Personal payments from business owners to employees

Date Posted: 20 December 2023

One question we are sometimes asked by business owners, particularly when they are selling a business, is whether they can make personal payments out of their own funds to employees free of tax.

The general principle is that anything paid to employees is treated as liable to income tax, whether or not it is paid by the owner personally, unless it can be shown to be for personal reasons alone. The balance is very much in favour of the payment being taxed as income, and modern Share Purchase Agreements (SPAs) on sales frequently include provisions requiring disclosure of any actual or planned payments by the sellers to employees, which the purchasers will contend should they be liable to income tax.

There have been very few tax cases dealing with this point, however the recent case of OOCL UK Branch v HMRC (judgement delivered on 24 November 2023) is relevant as it sets out the key principles.

Read the full judgement here. The key findings were that a payment is taxable as income on the employee if either it is:

  • From employment (in simple terms, did the company pay it or was the payment in some way part of the employee’s remuneration for their work?), or
  • By reason of employment (a difficult hurdle to pass due to the deeming provisions - would the employee have received the payment had they not been an employee?)

■ ■ ■

# Exercise 1:
Answer these questions about the article on personal payments to employees:
(a) On what date was the article posted?
(b) What must provisions in modern Share Purchase Agreements frequently require to be disclosed?
(c) On what date was the judgement in OOCL UK Branch v HMRC delivered?
# Exercise 2:
Repeat word for word everything in the article on personal payments to employees, from "Personal payments from" down to "free of tax.".

■ ■ ■

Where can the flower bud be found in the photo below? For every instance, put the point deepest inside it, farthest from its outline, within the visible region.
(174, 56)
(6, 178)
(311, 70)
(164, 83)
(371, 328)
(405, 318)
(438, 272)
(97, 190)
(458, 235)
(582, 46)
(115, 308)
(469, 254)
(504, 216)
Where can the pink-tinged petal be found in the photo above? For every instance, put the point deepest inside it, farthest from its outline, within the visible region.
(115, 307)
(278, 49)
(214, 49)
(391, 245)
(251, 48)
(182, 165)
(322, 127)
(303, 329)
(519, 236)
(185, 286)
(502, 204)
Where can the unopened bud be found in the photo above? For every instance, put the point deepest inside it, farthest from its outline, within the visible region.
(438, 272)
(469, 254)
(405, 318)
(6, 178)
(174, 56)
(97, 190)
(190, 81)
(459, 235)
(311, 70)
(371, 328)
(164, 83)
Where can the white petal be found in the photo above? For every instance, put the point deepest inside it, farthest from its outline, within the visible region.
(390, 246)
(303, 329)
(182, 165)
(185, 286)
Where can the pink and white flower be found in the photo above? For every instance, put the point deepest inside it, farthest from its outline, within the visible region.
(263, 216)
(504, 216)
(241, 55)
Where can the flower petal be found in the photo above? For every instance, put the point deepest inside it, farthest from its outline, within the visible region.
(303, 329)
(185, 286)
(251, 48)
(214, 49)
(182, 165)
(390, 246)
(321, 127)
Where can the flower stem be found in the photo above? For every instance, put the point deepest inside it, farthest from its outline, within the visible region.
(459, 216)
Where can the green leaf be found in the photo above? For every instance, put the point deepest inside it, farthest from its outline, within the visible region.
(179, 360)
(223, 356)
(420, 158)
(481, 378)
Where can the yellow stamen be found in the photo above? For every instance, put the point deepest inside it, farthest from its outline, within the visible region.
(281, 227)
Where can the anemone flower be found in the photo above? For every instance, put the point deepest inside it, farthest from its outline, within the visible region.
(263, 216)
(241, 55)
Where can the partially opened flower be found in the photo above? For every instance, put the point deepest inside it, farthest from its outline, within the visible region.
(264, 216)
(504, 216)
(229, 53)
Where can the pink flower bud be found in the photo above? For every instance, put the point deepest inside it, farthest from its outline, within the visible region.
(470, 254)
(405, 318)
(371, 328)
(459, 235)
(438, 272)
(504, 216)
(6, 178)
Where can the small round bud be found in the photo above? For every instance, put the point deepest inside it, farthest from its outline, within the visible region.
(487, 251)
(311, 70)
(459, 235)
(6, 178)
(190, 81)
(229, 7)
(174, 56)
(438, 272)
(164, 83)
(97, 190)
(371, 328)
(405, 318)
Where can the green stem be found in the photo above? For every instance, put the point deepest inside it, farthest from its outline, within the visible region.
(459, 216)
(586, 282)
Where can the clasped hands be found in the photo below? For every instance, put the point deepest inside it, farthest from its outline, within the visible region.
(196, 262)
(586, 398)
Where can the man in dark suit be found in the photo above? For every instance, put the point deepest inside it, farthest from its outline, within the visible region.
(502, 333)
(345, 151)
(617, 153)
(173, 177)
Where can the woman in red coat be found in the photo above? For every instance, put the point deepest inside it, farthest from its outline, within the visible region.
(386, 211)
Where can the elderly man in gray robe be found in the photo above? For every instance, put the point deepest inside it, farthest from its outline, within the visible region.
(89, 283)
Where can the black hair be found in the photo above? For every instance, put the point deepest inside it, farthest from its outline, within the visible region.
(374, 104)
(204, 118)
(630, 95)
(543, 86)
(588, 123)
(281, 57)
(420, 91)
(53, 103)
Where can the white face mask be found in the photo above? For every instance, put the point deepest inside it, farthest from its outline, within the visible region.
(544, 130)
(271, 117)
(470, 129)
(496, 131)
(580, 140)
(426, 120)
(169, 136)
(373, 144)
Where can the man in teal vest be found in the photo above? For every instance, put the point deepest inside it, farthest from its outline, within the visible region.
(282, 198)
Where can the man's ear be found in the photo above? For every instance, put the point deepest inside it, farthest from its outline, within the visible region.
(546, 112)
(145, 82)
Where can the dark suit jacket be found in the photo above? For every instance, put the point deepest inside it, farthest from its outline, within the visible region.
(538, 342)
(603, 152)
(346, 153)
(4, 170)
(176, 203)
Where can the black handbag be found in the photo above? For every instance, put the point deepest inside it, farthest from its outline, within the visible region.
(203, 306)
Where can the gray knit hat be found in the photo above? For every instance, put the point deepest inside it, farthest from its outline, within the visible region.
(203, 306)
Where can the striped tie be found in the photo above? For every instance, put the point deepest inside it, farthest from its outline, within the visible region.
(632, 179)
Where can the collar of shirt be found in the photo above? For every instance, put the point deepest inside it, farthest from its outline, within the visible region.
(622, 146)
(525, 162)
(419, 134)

■ ■ ■

# Worked solution 1:
(a) 20 December 2023
(b) Any actual or planned payments by the sellers to employees
(c) 24 November 2023

# Worked solution 2:
Personal payments from business owners to employees

Date Posted: 20 December 2023

One question we are sometimes asked by business owners, particularly when they are selling a business, is whether they can make personal payments out of their own funds to employees free of tax.